REQUIREMENT:
Without including the pictures, copy each line below exactly as it reads.

(Photo-based referring expression data)

######

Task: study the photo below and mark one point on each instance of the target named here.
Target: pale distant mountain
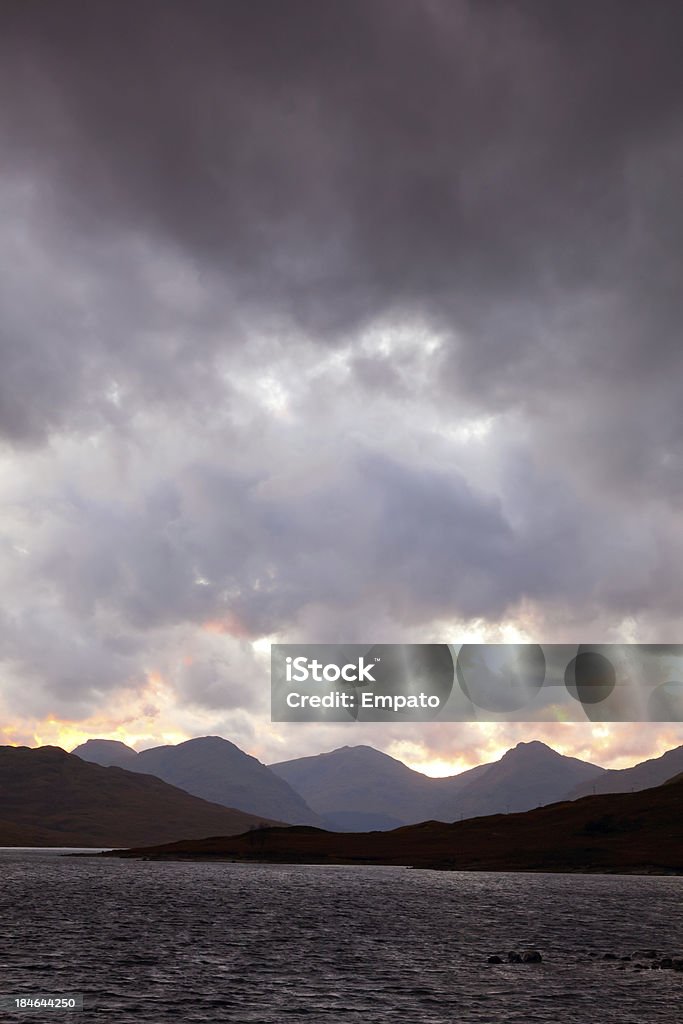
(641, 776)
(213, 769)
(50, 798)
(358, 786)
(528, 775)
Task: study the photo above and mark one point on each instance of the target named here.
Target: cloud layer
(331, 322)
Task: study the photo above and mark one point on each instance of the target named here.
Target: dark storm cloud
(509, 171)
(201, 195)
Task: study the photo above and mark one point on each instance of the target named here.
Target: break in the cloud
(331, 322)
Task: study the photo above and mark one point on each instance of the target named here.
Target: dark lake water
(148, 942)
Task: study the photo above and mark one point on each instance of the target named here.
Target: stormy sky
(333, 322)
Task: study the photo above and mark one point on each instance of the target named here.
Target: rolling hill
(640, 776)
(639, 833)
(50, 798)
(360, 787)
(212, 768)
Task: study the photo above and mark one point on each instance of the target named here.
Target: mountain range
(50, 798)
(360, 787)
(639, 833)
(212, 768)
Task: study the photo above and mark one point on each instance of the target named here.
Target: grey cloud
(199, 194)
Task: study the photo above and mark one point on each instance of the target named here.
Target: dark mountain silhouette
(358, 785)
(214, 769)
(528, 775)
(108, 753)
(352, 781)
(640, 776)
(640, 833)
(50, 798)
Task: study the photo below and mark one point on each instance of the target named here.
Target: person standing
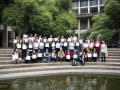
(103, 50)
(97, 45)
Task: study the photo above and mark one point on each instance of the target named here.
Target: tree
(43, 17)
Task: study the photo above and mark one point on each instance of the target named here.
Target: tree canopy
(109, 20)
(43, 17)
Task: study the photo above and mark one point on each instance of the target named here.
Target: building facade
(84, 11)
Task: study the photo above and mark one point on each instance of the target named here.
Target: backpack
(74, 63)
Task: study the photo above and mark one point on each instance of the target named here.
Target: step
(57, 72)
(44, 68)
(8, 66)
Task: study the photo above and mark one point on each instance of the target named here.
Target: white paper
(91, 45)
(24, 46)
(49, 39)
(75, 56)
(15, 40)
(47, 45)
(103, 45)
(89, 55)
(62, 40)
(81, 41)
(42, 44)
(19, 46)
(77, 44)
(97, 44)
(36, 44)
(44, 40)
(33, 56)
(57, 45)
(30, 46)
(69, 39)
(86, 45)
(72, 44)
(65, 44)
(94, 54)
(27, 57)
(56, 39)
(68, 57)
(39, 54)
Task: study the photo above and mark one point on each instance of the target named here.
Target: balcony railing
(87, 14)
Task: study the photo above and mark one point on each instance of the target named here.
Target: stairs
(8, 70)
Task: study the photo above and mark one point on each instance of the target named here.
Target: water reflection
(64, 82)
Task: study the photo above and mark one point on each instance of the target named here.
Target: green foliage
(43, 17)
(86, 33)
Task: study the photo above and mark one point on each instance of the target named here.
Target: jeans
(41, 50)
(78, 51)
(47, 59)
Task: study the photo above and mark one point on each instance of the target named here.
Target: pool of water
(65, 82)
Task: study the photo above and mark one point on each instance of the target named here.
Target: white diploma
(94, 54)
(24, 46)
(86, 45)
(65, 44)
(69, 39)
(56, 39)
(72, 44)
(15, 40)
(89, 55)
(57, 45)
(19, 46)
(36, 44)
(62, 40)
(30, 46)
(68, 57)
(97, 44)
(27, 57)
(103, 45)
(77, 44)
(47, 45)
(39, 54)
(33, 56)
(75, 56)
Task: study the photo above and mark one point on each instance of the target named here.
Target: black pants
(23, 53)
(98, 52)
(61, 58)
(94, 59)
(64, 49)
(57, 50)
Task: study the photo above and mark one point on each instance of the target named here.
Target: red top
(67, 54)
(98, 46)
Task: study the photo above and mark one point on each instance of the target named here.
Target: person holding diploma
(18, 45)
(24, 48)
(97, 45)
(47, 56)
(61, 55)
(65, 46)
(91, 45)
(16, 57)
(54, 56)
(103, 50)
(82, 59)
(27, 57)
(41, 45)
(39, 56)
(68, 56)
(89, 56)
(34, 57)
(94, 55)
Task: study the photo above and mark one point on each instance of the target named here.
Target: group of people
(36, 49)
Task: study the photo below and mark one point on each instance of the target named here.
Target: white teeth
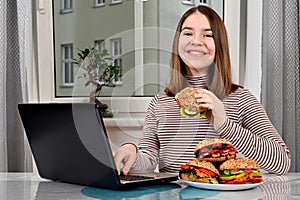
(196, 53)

######

ANSWER TO THIS PROBLEM:
Task: study the photo below and mark one point on each instance of the target named here.
Target: pale distant mountain
(641, 776)
(213, 769)
(50, 798)
(358, 786)
(528, 775)
Task: study the photo above and mark one point on each instance of the target named here.
Target: cloud layer
(331, 322)
Task: study the photo above and mark one point on each instance of the target named here.
Target: dark storm cloud
(509, 171)
(201, 195)
Task: study the photo above and mark one point on each instance of the target named here.
Target: break in the cloud
(331, 322)
Task: study the photo above and mark one point on each instance of the target named here.
Target: dark lake water
(148, 942)
Task: study the photo above and mark one point on each instance of the target named here.
Target: stormy sky
(333, 322)
Task: study the photo above and mark one point on each instance of the target named here.
Target: rolling hill
(640, 776)
(639, 833)
(50, 798)
(360, 787)
(212, 768)
Task: study the photo above and mark one point on each instance of the target named here.
Target: mountain range
(50, 798)
(360, 787)
(639, 833)
(212, 768)
Task: study the photo above and mark one point on each instance of the target named here.
Target: grey cloud
(199, 194)
Task: study the photo above and mark one point on each instance of the target named here.
Target: dark mountain silhouette
(358, 785)
(214, 769)
(528, 775)
(108, 753)
(352, 781)
(640, 776)
(640, 833)
(50, 798)
Task: study the photo below and mark one point on each instance of the target named here.
Target: person standing
(103, 50)
(97, 45)
Task: study the photo above and mark one point on each instance of the target named here.
Target: tree
(43, 17)
Task: study the photo above and mark one point on each instance of the target named here.
Target: tree canopy
(109, 20)
(43, 17)
Task: study the photo above and mark one point on each instance of the target named here.
Target: building facade
(84, 11)
Task: study the photo above and mark one point on each instance of the target named here.
Target: backpack
(74, 63)
Task: study the photo above and mark one point on each instance of the target named here.
Target: step
(57, 72)
(44, 68)
(8, 66)
Task: study the photo above and mark one point on each instance of the target named here.
Target: white paper
(91, 45)
(24, 46)
(49, 39)
(75, 56)
(15, 40)
(47, 45)
(103, 45)
(89, 55)
(62, 40)
(81, 41)
(42, 44)
(19, 46)
(77, 44)
(97, 44)
(36, 44)
(44, 40)
(33, 56)
(57, 45)
(30, 46)
(69, 39)
(86, 45)
(72, 44)
(65, 44)
(94, 54)
(27, 57)
(56, 39)
(68, 57)
(39, 54)
Task: study the photo above and mark one point on each instance of the target named here.
Target: balcony railing
(87, 14)
Task: study the photo above and mark one point on each instance of the target named here.
Target: stairs
(8, 70)
Task: study the photo above and mark one point on each instance of the target named here.
Target: water reflection
(64, 82)
Task: study the photo above and mark one point on each instance of the target named here.
Target: green foliage
(43, 17)
(86, 33)
Task: study the photo above and mark one point on each instance of the target named here.
Target: jeans
(41, 50)
(78, 51)
(47, 59)
Task: study the photo above and mark one point on each instance of the target named here.
Target: pool of water
(65, 82)
Task: study the photo above and mark one point on each instance of the target named here.
Target: white diploma
(94, 54)
(24, 46)
(86, 45)
(65, 44)
(69, 39)
(56, 39)
(72, 44)
(15, 40)
(89, 55)
(57, 45)
(19, 46)
(36, 44)
(62, 40)
(30, 46)
(68, 57)
(97, 44)
(27, 57)
(103, 45)
(77, 44)
(47, 45)
(39, 54)
(33, 56)
(75, 56)
Task: study the photo above and mark one point on each instance of the target named here.
Target: black pants
(23, 53)
(98, 52)
(61, 58)
(94, 59)
(64, 49)
(57, 50)
Task: study the photo above and mark one point on each instance of the target named here.
Target: red top
(67, 54)
(98, 46)
Task: study the photo above and mark one point on each instance of the target named here.
Target: person holding diploma
(18, 45)
(24, 48)
(97, 45)
(47, 56)
(61, 55)
(65, 46)
(91, 45)
(16, 57)
(54, 56)
(103, 50)
(82, 59)
(27, 57)
(41, 45)
(39, 56)
(68, 56)
(89, 56)
(34, 57)
(94, 55)
Task: study the photo above and mark one point on each instance of the target named here.
Target: group of people
(36, 49)
Task: study the photo below and mark one point on each instance of the target named here.
Target: white teeth
(196, 53)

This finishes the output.